**Problem statement**
I need all of the entries printed exactly.

..........

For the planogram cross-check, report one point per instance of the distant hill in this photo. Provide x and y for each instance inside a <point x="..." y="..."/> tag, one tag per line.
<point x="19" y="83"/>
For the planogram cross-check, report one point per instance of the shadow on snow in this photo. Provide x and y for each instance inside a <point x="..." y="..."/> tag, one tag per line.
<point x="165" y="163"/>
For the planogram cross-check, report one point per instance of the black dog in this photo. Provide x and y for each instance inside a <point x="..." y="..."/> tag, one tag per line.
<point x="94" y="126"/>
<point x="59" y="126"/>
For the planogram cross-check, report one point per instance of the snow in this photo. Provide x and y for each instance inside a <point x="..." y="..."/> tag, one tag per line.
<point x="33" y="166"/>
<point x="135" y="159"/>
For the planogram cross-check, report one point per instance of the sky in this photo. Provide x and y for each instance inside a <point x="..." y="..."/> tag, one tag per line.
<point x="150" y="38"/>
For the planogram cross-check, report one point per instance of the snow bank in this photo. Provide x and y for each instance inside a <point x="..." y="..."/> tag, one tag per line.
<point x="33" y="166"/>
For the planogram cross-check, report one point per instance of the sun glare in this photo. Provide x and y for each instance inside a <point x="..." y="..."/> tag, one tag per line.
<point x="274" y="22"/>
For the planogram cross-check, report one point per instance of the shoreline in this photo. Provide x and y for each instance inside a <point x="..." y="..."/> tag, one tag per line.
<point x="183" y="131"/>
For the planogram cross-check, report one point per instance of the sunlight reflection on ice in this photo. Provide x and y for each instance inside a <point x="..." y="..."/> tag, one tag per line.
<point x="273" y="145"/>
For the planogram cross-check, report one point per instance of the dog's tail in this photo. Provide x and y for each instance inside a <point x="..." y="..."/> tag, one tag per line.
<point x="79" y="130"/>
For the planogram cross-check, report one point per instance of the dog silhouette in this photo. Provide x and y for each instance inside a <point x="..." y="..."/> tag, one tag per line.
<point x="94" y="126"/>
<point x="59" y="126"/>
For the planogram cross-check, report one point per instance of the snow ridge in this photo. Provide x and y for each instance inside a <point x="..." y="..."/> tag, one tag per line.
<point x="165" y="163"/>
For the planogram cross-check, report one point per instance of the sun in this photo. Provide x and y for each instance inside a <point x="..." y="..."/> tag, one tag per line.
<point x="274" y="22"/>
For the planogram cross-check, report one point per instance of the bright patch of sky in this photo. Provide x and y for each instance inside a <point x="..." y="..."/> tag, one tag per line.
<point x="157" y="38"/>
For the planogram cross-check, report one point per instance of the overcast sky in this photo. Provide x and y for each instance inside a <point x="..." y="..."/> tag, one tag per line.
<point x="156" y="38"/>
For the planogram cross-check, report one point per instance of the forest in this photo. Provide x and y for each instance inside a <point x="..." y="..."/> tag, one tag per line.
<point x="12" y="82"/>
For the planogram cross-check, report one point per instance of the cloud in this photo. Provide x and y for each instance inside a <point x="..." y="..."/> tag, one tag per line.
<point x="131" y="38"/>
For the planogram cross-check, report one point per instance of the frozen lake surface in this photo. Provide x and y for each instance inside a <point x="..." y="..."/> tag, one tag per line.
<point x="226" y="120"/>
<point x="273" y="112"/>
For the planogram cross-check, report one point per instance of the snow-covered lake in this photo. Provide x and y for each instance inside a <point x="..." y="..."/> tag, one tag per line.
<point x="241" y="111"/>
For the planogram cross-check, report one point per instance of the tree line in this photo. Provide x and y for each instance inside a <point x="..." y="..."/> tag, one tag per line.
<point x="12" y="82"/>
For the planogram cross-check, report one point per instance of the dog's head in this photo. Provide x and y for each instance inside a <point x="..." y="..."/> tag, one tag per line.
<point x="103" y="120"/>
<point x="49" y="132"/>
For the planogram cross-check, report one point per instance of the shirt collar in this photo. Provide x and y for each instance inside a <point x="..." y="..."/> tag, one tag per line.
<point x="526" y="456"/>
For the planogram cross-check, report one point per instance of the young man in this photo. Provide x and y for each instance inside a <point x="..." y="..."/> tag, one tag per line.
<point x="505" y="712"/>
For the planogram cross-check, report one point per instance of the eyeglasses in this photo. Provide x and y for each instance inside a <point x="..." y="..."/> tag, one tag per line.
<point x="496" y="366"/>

..........

**Answer to the exercise**
For the planogram cross-check, report one point per instance of the distant hill in this photo. Provide x and y for each instance inside a <point x="..." y="..."/> tag, one tag per line.
<point x="19" y="83"/>
For the planogram cross-check, report one point per instance of the shadow on snow in this photo. Provide x and y for each instance inside a <point x="..." y="..."/> tag, one tag per line.
<point x="165" y="163"/>
For the planogram cross-check, report one point per instance of the black dog in this photo. Provide x and y for each instance inside a <point x="..." y="..."/> tag, one tag per line.
<point x="94" y="126"/>
<point x="59" y="126"/>
For the planogram cross-check, report one point per instance of the snow in this photo. Provide x and y for each instance inside a <point x="..." y="..."/> tag, one tag per line.
<point x="33" y="166"/>
<point x="135" y="159"/>
For the planogram cross-check, report one point per instance of the sky in this photo. Provide x and y for each instance inside a <point x="..." y="..."/> tag, one tag per line.
<point x="150" y="38"/>
For the planogram cross-check, report one point per instance of the snow bank in this photo. Provide x and y for each instance inside a <point x="..." y="..."/> tag, one tag per line.
<point x="33" y="166"/>
For the planogram cross-check, report one point per instance of the sun glare in this photo. Provide x and y for each instance inside a <point x="..." y="..."/> tag, one tag per line.
<point x="274" y="22"/>
For the planogram cross-check, report one point per instance of the shoreline in this photo. Provide x and y for each instance inside a <point x="..." y="..."/> tag, one tag per line.
<point x="183" y="131"/>
For the planogram cross-check, report one point per instance of the sunlight reflection on ice in this photo. Provide x and y for each instance inside a <point x="..." y="..."/> tag, one tag per line.
<point x="273" y="145"/>
For the planogram cross-check, report one point per instance of the dog's tail in this photo. Provide x and y for each instance inside a <point x="..." y="..."/> tag, one tag per line.
<point x="79" y="130"/>
For the planogram cross-check, report one point per instance of the dog silhouette in this photo. Provide x and y for each instance inside a <point x="..." y="..."/> tag, one tag per line.
<point x="94" y="126"/>
<point x="59" y="126"/>
For the planogram cross-check, report one point per instance of the snow ridge in this photo. Provide x and y for each instance inside a <point x="..." y="..."/> tag, one tag per line.
<point x="165" y="163"/>
For the planogram cross-check, report one point per instance of the sun in this photo. Provide x and y for each instance inside a <point x="..." y="..."/> tag, one tag per line.
<point x="274" y="22"/>
For the planogram cross-check, report one point per instance of the bright patch of sky in this photo. Provide x and y for each instance inside a <point x="..." y="..."/> tag, one tag per line.
<point x="157" y="38"/>
For the planogram cross-check, report one point per instance of the overcast sky in this photo. Provide x and y for each instance inside a <point x="..." y="..."/> tag, one tag per line.
<point x="156" y="38"/>
For the planogram cross-check, report one point per instance of the forest in this photo. Provide x and y for each instance inside a <point x="..." y="..."/> tag, one tag per line.
<point x="12" y="82"/>
For the planogram cross-check, report one point per instance of the cloud in this photo. Provide x and y for each instance inside a <point x="..." y="..."/> tag, one tag per line.
<point x="131" y="38"/>
For the planogram cross-check, report one point per instance of the frozen lake surface in this photo. Provide x and y for each instance inside a <point x="..." y="..."/> tag, one tag per line.
<point x="226" y="120"/>
<point x="273" y="112"/>
For the planogram cross-check, report one point per instance of the snow-covered lake in this photo. Provide x and y for each instance inside a <point x="..." y="..."/> tag, one tag per line.
<point x="241" y="111"/>
For the planogram cross-check, report one point per instance of the tree line in this photo. Provide x and y for each instance inside a <point x="..." y="..."/> tag, one tag per line.
<point x="12" y="82"/>
For the planogram cross-check, report one point per instance of the dog's head in this photo. Provide x and y for each instance inside a <point x="..." y="..."/> tag, one tag per line.
<point x="103" y="120"/>
<point x="49" y="132"/>
For the planogram cross-check, report one point per instance of the shirt collar in this photo. Provide x and y for each instance inside a <point x="..." y="..."/> tag, one tag per line.
<point x="526" y="456"/>
For the planogram cross-check, report one point per instance of the young man in this photo. Provide x and y for each instance inside a <point x="..." y="..."/> tag, one tag per line.
<point x="505" y="712"/>
For the planogram cross-check, report one point per instance of the eyeglasses in this photo. Provide x and y for each instance inside a <point x="..." y="..."/> tag, one tag per line.
<point x="496" y="366"/>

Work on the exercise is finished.